WORK TO BE COMPLETED
Reproduce every one of the rows below word for word, without altering a single character.

RECORDS FOR THIS EXERCISE
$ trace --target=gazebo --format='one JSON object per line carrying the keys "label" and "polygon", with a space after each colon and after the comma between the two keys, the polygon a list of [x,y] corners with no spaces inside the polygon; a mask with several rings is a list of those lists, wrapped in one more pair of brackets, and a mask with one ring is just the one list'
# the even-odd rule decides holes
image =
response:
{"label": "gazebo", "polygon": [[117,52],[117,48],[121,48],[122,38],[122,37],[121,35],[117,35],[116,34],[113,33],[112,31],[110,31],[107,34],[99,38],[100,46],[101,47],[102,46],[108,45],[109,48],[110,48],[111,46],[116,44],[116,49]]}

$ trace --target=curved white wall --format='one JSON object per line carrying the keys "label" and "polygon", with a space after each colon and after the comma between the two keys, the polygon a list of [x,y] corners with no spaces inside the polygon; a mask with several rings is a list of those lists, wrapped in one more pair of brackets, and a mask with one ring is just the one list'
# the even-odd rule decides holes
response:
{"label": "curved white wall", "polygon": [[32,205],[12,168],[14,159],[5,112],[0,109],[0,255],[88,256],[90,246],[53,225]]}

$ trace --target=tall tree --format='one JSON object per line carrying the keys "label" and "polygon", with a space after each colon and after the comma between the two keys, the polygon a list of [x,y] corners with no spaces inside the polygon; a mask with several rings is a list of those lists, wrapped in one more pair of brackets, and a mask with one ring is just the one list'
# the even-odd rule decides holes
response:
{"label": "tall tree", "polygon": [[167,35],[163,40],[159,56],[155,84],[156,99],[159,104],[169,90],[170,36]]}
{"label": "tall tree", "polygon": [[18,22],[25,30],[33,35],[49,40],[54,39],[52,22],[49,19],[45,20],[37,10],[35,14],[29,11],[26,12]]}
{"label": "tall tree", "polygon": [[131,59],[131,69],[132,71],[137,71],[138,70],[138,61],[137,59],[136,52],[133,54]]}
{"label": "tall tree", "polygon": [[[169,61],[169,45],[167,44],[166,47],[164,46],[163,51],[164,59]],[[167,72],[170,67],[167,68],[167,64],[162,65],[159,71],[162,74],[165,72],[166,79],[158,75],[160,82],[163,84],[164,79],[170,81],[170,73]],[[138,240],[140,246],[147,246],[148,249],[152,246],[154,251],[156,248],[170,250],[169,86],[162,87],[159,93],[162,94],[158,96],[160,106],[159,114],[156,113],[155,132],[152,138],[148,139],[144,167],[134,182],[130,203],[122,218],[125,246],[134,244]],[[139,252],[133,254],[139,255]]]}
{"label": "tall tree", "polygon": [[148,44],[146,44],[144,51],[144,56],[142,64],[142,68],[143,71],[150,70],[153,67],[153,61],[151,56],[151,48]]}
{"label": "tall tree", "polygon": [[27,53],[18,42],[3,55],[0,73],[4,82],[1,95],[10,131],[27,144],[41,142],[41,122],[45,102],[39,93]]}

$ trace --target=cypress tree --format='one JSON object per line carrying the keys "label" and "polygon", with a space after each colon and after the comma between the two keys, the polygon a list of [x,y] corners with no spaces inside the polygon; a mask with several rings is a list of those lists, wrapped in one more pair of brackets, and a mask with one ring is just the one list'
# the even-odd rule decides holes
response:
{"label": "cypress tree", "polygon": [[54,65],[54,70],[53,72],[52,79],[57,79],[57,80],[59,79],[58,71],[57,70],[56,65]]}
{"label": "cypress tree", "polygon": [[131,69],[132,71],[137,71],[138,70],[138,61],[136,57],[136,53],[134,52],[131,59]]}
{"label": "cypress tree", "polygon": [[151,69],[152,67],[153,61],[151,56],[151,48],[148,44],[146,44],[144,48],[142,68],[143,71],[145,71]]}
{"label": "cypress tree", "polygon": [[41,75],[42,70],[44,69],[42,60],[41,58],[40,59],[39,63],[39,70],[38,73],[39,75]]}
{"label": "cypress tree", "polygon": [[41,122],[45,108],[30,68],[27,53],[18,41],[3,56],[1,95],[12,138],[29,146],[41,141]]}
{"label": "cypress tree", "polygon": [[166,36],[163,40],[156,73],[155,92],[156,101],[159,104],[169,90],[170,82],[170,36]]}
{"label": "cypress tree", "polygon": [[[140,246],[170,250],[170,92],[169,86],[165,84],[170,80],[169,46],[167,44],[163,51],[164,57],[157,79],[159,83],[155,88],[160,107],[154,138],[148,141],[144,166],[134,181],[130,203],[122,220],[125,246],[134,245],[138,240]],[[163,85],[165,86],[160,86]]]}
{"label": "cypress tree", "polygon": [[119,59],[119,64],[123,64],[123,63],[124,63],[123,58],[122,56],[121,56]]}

EXERCISE OUTPUT
$ trace --target=gazebo --format='one JSON object per line carrying the keys "label" and "polygon", with a space after each colon and after the comma between the two keys, the polygon a list of [x,y] corners with no spaces inside the polygon; a mask with several rings is a list of those lists, wrapped in one more pair of brackets, and a mask with one ring is just the one list'
# the even-odd rule decides holes
image =
response:
{"label": "gazebo", "polygon": [[117,52],[117,48],[121,48],[122,38],[122,37],[121,35],[117,35],[116,34],[113,33],[112,31],[110,31],[107,34],[99,38],[100,46],[101,47],[102,46],[108,45],[109,48],[110,48],[111,46],[116,44],[116,49]]}

$ trace --target=curved white wall --format='one JSON object per line carrying the keys "label" and "polygon", with a space after each colon and after the comma between the two keys, the polygon a list of [x,y] corners with no spaces inside the polygon; a mask with several rings is a list of those lists, wrapped in one more pair of brackets, and a mask with one ring is just the one list'
# the even-odd rule decides holes
response:
{"label": "curved white wall", "polygon": [[32,205],[12,168],[14,159],[5,112],[0,109],[0,255],[88,256],[90,246],[53,225]]}

$ trace --target=tall tree --format='one JSON object per line carrying the keys "label" and "polygon", with a space after each colon and after the comma between the two keys, the polygon a list of [x,y] corners with no spaces inside the polygon; a mask with several rings is a list of those lists, wrapped in one more pair of brackets, and a mask with one ring is just the one list'
# the even-odd rule decides holes
response:
{"label": "tall tree", "polygon": [[167,35],[163,40],[159,56],[155,84],[156,99],[159,104],[169,90],[170,36]]}
{"label": "tall tree", "polygon": [[18,22],[25,30],[33,35],[49,40],[54,39],[52,22],[49,19],[45,20],[37,10],[35,14],[29,11],[26,12]]}
{"label": "tall tree", "polygon": [[131,59],[131,69],[132,71],[137,71],[138,70],[138,61],[137,59],[136,52],[133,54]]}
{"label": "tall tree", "polygon": [[[169,61],[169,45],[167,44],[166,47],[164,46],[163,51],[164,59]],[[167,72],[170,67],[167,68],[167,64],[162,65],[159,71],[162,74],[165,72],[166,79],[158,75],[160,82],[163,84],[164,79],[170,81],[170,73]],[[138,240],[140,246],[147,246],[148,249],[152,246],[154,251],[156,248],[170,250],[169,86],[162,87],[159,93],[162,94],[158,96],[160,106],[159,114],[156,113],[155,132],[152,138],[148,139],[144,167],[134,182],[130,203],[122,218],[125,246],[134,244]],[[139,252],[133,254],[139,255]]]}
{"label": "tall tree", "polygon": [[148,44],[146,44],[144,51],[144,56],[142,64],[142,68],[143,71],[150,70],[153,67],[153,61],[151,56],[151,48]]}
{"label": "tall tree", "polygon": [[27,53],[18,42],[3,55],[0,73],[4,82],[1,95],[10,131],[27,144],[41,142],[41,122],[45,102],[39,93]]}

$ trace --target=cypress tree --format='one JSON object per line carrying the keys "label" and "polygon", with a space after each colon and after the comma between the two keys, the polygon a list of [x,y] corners with no spaces inside the polygon; a mask with several rings is a list of those lists, wrapped in one more pair of brackets, and a mask with one ring is just the one list'
# the even-odd rule decides holes
response:
{"label": "cypress tree", "polygon": [[54,65],[54,70],[53,72],[52,79],[57,79],[57,80],[59,79],[58,71],[57,70],[56,65]]}
{"label": "cypress tree", "polygon": [[131,69],[132,71],[137,71],[138,70],[138,61],[136,57],[136,53],[134,52],[131,59]]}
{"label": "cypress tree", "polygon": [[151,69],[152,67],[153,61],[151,56],[151,48],[148,44],[146,44],[144,48],[142,68],[143,71],[145,71]]}
{"label": "cypress tree", "polygon": [[41,75],[42,70],[44,69],[42,60],[41,58],[40,59],[39,63],[39,70],[38,73],[39,75]]}
{"label": "cypress tree", "polygon": [[41,122],[45,108],[30,68],[27,53],[18,41],[3,56],[1,95],[12,138],[29,146],[41,141]]}
{"label": "cypress tree", "polygon": [[166,36],[163,40],[156,73],[155,92],[156,101],[159,104],[169,90],[170,82],[170,36]]}
{"label": "cypress tree", "polygon": [[[140,246],[170,250],[170,92],[169,86],[165,84],[170,80],[169,46],[167,44],[163,51],[164,57],[157,79],[159,83],[155,88],[160,107],[154,138],[148,141],[144,166],[134,181],[130,203],[122,220],[125,246],[134,245],[138,240]],[[163,85],[165,86],[160,86]]]}
{"label": "cypress tree", "polygon": [[119,59],[119,64],[123,64],[123,63],[124,63],[123,58],[122,56],[121,56]]}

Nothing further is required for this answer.